PASSAGE EXTRAIT ▸
==================================================

Communiqué de la section de Draguignan de la LDH

Condamnation en correctionnelle le 8 octobre 2009, au TGI de Draguignan (Var) de cinq policiers municipaux et agents de médiation pour des exactions commises juillet 2004, sur des personnes sans domicile fixe. La LDH s’était portée partie civile.

Le 8 Octobre 2009, au TGI de Draguignan, se tenait le procès en correctionnelle de quatre policiers municipaux poursuivis et deux agents de médiation pour violence sur personnes sans domicile fixe pour le chef de : arrestations, enlèvements, séquestrations ou détentions arbitraires, violences en réunion, avec armes, par dépositaires de l’autorité publique.

La section de la Ligue des Droits des l’Homme de Draguignan (Var), avertie à l’époque par une association humanitaire et soutenue par un de ses membres, conformément à l’article 25 de la Déclaration Universelle des Droits de l’Homme, avait entrepris d’agir en déposant une plainte pour sévices graves sur personnes sans domicile fixe, auprès du parquet du TGI de Draguignan.

A l’issue du procès, le TGI de Draguignan a prononcé des peines de 3 ans à 12 mois de prison avec sursis contre cinq des six accusés ; le sixième agent a été relaxé ; deux des victimes assistées par une avocate de la LDH ont obtenu 500 euros de dommages et intérêts et la ligue, l’euro symbolique. La responsabilité de la ville de Draguignan, même si les avocats de la défense l’ont de nombreuses fois mise en cause, n’a pas été retenue, car « si faute il y a eu, c’était une faute détachable du service. »

La LDH rappelle que la Cité est par excellence le lieu où doit fonctionner la démocratie, dans le respect des différences, sans racisme, ni exclusion.

Trois mendiants avaient été molestés par la police municipale

par G. D., Var Matin, vendredi 9 octobre 2009


Les faits avaient été dénoncés à l’époque par une bénévole de la Ligue des droits de l’Homme, scandalisée du sort réservé aux trois hommes, ramassés sans ménagement sur les trottoirs du centre-ville où ils faisaient la mendicité. Ils avaient été embarqués dans des voitures et conduits dans des bois en périphérie de la ville, où ils avaient subi des coups. Ils avaient également été menacés, au cas où ils reviendraient en ville.

==================================================

Entrées extraites d'une collection ▸
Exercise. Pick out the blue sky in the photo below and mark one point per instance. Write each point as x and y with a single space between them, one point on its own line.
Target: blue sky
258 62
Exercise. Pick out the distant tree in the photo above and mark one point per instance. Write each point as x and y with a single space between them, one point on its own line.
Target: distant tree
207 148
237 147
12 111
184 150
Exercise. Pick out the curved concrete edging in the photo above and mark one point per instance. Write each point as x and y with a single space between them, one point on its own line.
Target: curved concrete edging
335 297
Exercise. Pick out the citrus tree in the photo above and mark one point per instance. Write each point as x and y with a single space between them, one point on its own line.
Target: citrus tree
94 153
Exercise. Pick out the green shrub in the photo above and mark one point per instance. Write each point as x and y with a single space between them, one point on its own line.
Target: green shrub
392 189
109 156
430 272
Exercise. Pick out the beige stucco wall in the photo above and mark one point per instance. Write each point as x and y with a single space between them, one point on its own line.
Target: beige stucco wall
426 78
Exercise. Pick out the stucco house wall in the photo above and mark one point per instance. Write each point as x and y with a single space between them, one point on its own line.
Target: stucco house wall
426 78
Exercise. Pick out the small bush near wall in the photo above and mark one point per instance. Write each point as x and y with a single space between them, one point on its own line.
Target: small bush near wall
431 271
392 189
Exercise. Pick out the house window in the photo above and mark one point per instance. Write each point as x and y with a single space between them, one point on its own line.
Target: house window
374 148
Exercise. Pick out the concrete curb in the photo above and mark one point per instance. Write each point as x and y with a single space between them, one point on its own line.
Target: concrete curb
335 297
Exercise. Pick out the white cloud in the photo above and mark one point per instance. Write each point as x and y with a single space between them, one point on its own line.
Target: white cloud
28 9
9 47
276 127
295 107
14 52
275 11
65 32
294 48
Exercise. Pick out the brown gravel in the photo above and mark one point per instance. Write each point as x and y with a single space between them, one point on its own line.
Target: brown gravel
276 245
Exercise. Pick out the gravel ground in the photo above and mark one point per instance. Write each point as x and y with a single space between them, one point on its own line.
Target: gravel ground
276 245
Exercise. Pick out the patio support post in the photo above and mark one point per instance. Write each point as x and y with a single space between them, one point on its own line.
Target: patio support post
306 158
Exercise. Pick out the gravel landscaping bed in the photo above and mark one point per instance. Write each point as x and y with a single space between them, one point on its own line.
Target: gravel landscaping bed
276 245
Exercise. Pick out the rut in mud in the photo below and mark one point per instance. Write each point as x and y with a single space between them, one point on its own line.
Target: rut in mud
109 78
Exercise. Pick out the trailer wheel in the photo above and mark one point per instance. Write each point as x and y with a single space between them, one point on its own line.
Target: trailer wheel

==================================================

CONSIGNE ▸
Recopiez le passage du texte sur les violences policières à Draguignan, en commençant à "par G. D., Var" et en terminant à "reviendraient en ville.", et remplacez "bénévole" par "militante".

SOLUTION PROPOSÉE ▸
par G. D., Var Matin, vendredi 9 octobre 2009


Les faits avaient été dénoncés à l’époque par une militante de la Ligue des droits de l’Homme, scandalisée du sort réservé aux trois hommes, ramassés sans ménagement sur les trottoirs du centre-ville où ils faisaient la mendicité. Ils avaient été embarqués dans des voitures et conduits dans des bois en périphérie de la ville, où ils avaient subi des coups. Ils avaient également été menacés, au cas où ils reviendraient en ville.